Document excerpt

________________________________________

Tom Barrow is perhaps as Detroit as they come. He's the nephew of legendary heavyweight boxing champion Joe Louis, who he took his middle name from. "[Most] importantly, I have Uncle Joe's DNA and am also a fighter," he says. After Mayor Albert Cobo razed the Black Bottom neighborhood, Barrow's family moved to the city's east side, where he continues to live. After graduating from Wayne State University's School of Business with a major in accounting and an MBA with a concentration in finance, barrow became a certified public accountant in 1973 and began a career with the international firm of Arthur Andersen & Co, CPAs. For more than 40 years, he has been self-employed as a financial consultant. He also landed in federal prison for more than a year in the '90s for tax evasion and fraud. This is his fifth run for Mayor of Detroit.

Of Detroit's "turnaround," Barrow doesn't mince words. "This alleged 'turnaround' has created two Detroits," he says, "One downtown and the other in its neighborhoods. One is loved, and the other is neglected. In fact, Detroit's bankruptcy was a contrivance ... it was phony, fake, and unwarranted. As someone appointed by the U.S. Bankruptcy Courts as a Trustee, I know a phony bankruptcy when I see it, and Detroit's was phony. It and PA 436 (the Emergency Law) were conceived by conservatives to marginalize and take the wealth of every Black and Brown city in Michigan, and [they have] done so without exception." He adds, "Our city's next leader must bring about bold and progressive changes and think outside of the box for this amazing city. ... Detroiters who 'held it down' deserve to have their moral and financial investments recognized."

If elected, Barrow says he will immediately meet with the city's CFO to gain an understanding of the city's finances. "My governing priorities will be rooted in policies for residents to create the change Detroiters are demanding," he says. "I will immediately close the corrupt Land Bank Authority, seek to void the lifelong leases, and take both our Belle Isle Park and Water Department and many of our city assets back."

________________________________________

Material provided
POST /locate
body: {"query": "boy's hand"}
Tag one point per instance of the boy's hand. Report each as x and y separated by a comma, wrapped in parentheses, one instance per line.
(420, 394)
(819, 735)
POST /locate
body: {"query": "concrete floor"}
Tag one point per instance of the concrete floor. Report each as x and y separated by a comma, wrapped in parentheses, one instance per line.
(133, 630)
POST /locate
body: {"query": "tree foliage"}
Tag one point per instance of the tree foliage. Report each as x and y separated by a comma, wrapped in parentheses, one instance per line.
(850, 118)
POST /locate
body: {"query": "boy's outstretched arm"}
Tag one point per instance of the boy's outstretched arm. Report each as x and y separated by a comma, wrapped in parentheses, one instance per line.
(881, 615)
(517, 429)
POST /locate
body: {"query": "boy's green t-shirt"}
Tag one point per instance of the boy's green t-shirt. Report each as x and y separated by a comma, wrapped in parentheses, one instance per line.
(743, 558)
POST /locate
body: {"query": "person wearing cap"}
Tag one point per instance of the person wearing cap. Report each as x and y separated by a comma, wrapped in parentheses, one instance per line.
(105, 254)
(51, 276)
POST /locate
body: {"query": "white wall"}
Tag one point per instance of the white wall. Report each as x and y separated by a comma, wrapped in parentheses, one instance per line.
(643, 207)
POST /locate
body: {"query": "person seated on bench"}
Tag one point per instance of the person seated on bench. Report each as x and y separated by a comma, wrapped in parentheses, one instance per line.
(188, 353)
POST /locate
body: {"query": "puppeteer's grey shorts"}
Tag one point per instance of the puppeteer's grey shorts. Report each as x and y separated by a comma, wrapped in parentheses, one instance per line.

________________________________________

Exercise 1
Answer these questions using the profile of Tom Barrow:
(a) In what year did Barrow become a certified public accountant?
(b) According to Barrow, what has Detroit's "turnaround" created?
(c) Whom does Barrow say he will meet with immediately if elected?
Exercise 2
In the profile of Tom Barrow, reproduce the passage starting at "Tom Barrow is" and ending at "Mayor of Detroit.", swapping "accounting" for "economics".
Exercise 3
Carry on the profile of Tom Barrow's mayoral run from the point where it stops.

Exercise response 1
(a) 1973
(b) Two Detroits: one downtown and the other in its neighborhoods.
(c) The city's CFO.

Exercise response 2
Tom Barrow is perhaps as Detroit as they come. He's the nephew of legendary heavyweight boxing champion Joe Louis, who he took his middle name from. "[Most] importantly, I have Uncle Joe's DNA and am also a fighter," he says. After Mayor Albert Cobo razed the Black Bottom neighborhood, Barrow's family moved to the city's east side, where he continues to live. After graduating from Wayne State University's School of Business with a major in economics and an MBA with a concentration in finance, barrow became a certified public accountant in 1973 and began a career with the international firm of Arthur Andersen & Co, CPAs. For more than 40 years, he has been self-employed as a financial consultant. He also landed in federal prison for more than a year in the '90s for tax evasion and fraud. This is his fifth run for Mayor of Detroit.

Exercise response 3
Barrow calls the city's wrongful $600 million over-assessment of Detroiters' homes and those who lost their homes as a result of that "the greatest theft of Black intergenerational wealth since that of Tulsa, Oklahoma, in 1921." He believes the overassement was criminal and "an abuse sanctioned by city government and was done knowingly and intentionally to increase the debt limit so as to justify the issuance of improper bond debt. But most importantly, it thwarted lifelong Detroiters from passing on their generational wealth to their children and grandchildren as other communities do."

Barrow says he would also immediately issue a moratorium on county tax auctions, provide future tax credits to affected homeowners, and fairly compensate those homeowners who lost their homes. He also believes in restoring pensions and health care to the city's retirees, which were cut in the bankruptcy, and calls for taking control of the city's water department, currently under the regional Great Lakes Water Authority, and create an affordability plan to avoid the painful water-shutoffs over delinquent bills that the city has seen in recent years.

Barrow also supports re-imagining policing for the 21st century by creating social-service units within the police department, and putting DPD under civilian control. He calls Detroit's demolition program "a disaster" that must be "radically overhauled to eliminate corruption," pointing to the program increasing its own costs and its failures to hire Detroiters. "But even more fundamentally, I believe that all so-called 'blighted' homes do not require demolition," he says. "Rather, I will offer these homes to nearby Detroiters who can demonstrate that they can fix and repair them and make them livable. I will accomplish demolition with participation from neighborhood stakeholders with a mandate to preserve libraries, schools, and rehab-able houses."

Barrow also imagines using federal funds to create opportunities for Detroiters by converting shuttered neighborhood school buildings and libraries into computer centers for seniors and neighborhood youth who cannot access the web at home, build seven public swimming pools in the city, and modernize the Coleman Young Municipal Airport. He also calls for an overhaul of Detroit's public transportation system. "I will make it ... easy for residents to get to suburban locations where the jobs are and encourage the use of clean public transportation as part of the city's greening," he says.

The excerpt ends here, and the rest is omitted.